> **What this task involves**:
Can you update the listing from the line containing "Q: For the photo above, point to the auction" through its end, replacing "windshield" with "front glass" and leaving everything else unchanged?

> **Records for this task**:

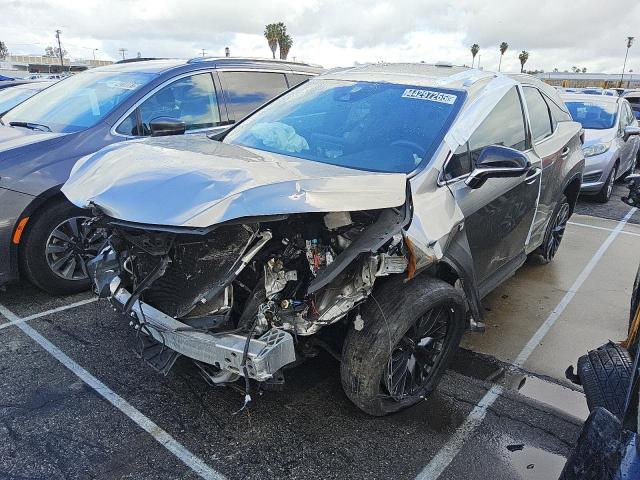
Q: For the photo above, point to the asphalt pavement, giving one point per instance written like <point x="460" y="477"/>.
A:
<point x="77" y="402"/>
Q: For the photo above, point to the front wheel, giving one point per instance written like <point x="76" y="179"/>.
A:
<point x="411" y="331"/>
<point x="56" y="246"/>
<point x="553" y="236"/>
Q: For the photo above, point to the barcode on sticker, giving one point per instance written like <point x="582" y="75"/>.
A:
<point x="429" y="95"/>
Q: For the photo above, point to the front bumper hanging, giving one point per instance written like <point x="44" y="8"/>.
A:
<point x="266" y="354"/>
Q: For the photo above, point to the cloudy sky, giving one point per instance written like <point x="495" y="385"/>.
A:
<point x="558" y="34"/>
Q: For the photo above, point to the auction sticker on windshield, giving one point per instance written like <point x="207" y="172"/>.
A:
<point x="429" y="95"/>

> **Answer in full**:
Q: For the photo above, point to the auction sticker on front glass, giving one point per instance written like <point x="207" y="172"/>.
A:
<point x="429" y="95"/>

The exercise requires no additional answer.